• _Supplied data_
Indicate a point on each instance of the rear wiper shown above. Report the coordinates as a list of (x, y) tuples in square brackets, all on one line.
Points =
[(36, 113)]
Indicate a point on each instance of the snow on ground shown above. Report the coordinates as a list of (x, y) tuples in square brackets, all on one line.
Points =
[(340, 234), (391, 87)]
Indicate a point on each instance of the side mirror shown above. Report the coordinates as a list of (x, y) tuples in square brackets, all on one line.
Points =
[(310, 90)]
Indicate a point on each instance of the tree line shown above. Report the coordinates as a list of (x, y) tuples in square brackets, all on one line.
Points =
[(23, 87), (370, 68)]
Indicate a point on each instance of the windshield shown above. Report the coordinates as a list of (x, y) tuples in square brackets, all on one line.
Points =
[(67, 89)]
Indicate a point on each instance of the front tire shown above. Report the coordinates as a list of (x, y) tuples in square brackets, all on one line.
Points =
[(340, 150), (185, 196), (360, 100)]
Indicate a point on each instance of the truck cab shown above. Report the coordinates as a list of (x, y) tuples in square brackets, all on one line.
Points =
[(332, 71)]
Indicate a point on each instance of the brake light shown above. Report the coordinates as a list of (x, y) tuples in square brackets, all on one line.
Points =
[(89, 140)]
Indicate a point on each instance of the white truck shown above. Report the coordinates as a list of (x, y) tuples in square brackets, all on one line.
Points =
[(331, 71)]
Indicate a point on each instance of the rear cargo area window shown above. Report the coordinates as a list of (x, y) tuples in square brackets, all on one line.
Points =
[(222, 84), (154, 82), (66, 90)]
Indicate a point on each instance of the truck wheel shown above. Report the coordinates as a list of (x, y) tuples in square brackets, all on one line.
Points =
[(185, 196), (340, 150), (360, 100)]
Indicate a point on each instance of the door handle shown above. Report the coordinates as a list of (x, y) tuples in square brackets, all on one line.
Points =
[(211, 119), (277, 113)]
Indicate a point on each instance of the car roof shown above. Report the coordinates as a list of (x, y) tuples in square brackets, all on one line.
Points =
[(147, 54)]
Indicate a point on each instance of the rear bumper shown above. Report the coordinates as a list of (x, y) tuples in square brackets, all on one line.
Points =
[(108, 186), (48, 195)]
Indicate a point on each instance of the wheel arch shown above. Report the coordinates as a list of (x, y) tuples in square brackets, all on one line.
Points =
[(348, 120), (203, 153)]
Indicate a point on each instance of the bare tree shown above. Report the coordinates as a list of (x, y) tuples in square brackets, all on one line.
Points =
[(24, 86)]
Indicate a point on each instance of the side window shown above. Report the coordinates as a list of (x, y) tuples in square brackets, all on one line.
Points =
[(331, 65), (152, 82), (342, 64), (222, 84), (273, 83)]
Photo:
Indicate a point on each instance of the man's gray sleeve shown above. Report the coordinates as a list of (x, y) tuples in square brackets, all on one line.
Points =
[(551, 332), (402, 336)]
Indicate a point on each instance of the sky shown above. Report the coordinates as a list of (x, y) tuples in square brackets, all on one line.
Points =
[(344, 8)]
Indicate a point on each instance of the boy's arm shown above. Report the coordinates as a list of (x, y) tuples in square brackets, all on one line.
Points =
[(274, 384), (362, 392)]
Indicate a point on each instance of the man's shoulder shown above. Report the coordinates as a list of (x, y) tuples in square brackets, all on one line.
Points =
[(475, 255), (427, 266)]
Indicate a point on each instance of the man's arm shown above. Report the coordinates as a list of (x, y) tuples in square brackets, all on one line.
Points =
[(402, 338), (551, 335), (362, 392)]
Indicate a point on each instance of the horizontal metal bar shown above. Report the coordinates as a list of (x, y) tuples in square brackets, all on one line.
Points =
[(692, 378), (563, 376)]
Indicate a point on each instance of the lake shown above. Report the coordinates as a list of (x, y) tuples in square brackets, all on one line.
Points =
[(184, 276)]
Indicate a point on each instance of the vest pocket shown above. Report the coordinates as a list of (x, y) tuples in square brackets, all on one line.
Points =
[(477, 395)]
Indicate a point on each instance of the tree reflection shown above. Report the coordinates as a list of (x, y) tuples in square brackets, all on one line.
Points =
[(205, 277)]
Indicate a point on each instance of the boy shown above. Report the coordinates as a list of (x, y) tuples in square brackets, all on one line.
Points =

• _To do_
Find and copy each line above that includes the string "window".

• _Answer to this problem_
Indicate a point on each instance of the rear cargo area window shown above. Report the coordinates as a list of (x, y) tuples in square brackets, all on one line.
Indicate a point on each instance of the side window shown above. Report the coordinates as a list of (x, y) tuples in square brackets, all on one line.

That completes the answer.